## AIM:
Count how many lines in the items below contain the string "silhouette", treating uppercase and lowercase as different, and give only that number.

--------------------------------------------------

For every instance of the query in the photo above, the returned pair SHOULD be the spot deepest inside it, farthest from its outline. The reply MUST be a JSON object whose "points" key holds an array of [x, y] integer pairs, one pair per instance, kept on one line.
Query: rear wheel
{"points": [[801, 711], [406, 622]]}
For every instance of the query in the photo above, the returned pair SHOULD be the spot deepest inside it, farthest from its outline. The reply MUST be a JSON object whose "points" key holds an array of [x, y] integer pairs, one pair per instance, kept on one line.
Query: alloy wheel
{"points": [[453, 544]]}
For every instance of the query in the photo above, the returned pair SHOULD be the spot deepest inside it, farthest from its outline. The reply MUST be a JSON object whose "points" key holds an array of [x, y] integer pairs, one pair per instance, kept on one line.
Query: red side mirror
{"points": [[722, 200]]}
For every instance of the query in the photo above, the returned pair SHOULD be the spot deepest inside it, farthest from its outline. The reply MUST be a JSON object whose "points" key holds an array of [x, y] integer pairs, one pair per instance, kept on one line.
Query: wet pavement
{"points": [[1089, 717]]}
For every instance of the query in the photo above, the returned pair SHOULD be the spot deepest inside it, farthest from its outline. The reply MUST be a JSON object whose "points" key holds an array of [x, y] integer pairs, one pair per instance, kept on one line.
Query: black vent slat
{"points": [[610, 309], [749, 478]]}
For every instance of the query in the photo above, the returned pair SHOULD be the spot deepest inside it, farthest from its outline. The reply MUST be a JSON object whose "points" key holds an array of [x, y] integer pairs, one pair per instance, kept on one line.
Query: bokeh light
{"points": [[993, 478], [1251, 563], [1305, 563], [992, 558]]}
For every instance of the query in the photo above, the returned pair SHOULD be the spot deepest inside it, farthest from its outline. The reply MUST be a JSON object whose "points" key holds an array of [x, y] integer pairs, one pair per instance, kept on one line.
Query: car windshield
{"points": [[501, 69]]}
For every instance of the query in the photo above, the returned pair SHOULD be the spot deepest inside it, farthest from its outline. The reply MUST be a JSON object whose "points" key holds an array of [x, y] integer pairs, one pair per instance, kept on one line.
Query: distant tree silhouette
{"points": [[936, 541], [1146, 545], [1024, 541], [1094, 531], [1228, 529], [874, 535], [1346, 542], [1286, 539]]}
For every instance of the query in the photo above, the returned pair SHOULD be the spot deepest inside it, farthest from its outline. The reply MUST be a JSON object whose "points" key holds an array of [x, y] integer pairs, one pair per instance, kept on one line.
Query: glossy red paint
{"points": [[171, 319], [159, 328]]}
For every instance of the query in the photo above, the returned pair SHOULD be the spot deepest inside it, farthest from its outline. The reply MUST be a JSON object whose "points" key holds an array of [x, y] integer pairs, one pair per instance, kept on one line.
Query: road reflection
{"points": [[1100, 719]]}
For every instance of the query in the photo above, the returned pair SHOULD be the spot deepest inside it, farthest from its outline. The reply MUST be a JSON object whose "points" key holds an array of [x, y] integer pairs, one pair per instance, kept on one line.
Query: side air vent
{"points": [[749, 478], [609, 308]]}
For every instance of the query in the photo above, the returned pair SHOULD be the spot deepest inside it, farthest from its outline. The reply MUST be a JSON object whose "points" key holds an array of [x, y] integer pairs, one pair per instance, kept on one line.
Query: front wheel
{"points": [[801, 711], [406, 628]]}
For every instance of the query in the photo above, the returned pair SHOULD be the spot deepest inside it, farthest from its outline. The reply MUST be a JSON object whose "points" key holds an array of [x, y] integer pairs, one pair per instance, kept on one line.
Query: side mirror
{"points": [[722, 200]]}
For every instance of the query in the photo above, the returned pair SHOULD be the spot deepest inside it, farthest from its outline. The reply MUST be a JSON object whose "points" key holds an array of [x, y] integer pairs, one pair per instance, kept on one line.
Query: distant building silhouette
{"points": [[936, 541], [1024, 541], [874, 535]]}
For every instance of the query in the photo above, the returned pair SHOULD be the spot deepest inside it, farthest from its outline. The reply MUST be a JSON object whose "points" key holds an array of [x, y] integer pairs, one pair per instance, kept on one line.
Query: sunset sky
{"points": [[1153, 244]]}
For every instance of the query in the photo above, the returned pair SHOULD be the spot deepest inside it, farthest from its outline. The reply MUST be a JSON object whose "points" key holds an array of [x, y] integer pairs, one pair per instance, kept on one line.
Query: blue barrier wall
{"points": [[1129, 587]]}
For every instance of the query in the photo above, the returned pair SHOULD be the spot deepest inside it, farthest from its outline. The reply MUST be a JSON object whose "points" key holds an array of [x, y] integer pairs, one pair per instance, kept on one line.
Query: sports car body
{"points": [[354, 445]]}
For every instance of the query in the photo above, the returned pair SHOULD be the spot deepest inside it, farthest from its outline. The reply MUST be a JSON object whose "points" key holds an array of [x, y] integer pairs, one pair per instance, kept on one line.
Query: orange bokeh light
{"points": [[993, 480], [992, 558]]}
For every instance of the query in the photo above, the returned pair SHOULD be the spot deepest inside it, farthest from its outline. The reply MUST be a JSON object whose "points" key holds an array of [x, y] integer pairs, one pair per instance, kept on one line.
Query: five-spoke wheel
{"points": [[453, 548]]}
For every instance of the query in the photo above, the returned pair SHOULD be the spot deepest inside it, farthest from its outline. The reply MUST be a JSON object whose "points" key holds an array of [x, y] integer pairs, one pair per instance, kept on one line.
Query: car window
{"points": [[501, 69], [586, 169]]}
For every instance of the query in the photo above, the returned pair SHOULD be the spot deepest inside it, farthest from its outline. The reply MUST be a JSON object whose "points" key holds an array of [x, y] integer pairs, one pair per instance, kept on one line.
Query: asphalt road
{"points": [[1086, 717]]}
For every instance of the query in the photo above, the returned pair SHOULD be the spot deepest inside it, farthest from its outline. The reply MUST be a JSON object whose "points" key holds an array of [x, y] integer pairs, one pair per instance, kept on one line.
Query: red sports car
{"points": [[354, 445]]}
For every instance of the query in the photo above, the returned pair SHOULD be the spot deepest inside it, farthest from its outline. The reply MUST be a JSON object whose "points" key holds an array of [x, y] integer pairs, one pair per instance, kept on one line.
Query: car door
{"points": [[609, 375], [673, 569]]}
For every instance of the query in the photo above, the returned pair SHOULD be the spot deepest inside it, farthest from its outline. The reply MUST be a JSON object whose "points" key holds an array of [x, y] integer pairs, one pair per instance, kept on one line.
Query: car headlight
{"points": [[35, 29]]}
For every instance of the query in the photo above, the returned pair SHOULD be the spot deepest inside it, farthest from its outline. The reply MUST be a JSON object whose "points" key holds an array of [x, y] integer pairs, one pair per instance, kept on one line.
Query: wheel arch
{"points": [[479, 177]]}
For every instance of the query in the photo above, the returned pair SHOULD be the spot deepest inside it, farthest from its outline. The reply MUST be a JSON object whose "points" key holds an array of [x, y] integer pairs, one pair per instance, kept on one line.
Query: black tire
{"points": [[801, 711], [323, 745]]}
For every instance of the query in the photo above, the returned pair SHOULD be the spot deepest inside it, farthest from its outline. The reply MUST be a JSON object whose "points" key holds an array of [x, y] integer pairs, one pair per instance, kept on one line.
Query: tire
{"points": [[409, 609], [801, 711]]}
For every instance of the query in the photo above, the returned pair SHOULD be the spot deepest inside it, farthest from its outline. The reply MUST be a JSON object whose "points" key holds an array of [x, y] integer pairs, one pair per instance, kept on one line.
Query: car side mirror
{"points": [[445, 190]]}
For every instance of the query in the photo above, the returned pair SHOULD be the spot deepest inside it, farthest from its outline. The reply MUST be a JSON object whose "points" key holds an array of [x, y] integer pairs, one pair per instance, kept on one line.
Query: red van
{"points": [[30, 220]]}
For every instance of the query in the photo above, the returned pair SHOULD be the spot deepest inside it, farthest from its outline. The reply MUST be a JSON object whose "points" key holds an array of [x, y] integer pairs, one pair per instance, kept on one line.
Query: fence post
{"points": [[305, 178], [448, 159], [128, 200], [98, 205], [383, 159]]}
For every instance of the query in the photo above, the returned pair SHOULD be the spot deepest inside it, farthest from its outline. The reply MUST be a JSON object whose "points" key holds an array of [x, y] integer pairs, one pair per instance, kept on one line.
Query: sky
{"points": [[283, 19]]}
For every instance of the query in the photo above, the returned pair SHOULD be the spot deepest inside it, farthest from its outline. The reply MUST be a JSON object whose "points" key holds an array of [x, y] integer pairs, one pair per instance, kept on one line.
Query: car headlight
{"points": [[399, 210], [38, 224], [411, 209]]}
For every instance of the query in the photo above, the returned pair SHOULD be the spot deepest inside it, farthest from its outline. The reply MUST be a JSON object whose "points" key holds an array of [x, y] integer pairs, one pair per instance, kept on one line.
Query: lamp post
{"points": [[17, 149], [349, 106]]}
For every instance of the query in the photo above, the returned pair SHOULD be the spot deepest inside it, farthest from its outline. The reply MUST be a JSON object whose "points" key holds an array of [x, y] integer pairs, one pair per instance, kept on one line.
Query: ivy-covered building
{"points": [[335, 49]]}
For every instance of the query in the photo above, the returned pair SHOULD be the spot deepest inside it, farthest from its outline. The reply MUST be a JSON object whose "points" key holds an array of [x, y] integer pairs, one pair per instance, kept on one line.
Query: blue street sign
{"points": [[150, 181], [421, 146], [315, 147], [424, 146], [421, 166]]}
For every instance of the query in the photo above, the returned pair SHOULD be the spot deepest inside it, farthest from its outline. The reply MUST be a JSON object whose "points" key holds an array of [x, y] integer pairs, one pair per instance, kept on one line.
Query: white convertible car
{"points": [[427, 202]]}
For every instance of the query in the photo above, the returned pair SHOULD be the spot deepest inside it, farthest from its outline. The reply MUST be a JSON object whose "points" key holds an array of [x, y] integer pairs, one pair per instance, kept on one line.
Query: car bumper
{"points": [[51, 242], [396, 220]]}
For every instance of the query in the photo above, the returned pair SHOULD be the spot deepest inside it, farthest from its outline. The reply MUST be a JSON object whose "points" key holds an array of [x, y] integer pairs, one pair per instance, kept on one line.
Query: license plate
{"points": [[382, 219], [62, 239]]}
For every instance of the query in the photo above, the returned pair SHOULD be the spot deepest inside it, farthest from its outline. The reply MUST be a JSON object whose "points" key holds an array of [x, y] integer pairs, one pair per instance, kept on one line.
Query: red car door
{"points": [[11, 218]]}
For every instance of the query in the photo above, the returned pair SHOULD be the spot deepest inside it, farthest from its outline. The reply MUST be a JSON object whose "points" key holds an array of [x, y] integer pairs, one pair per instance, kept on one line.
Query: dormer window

--------------------------------------------------

## FINISHED EXERCISE:
2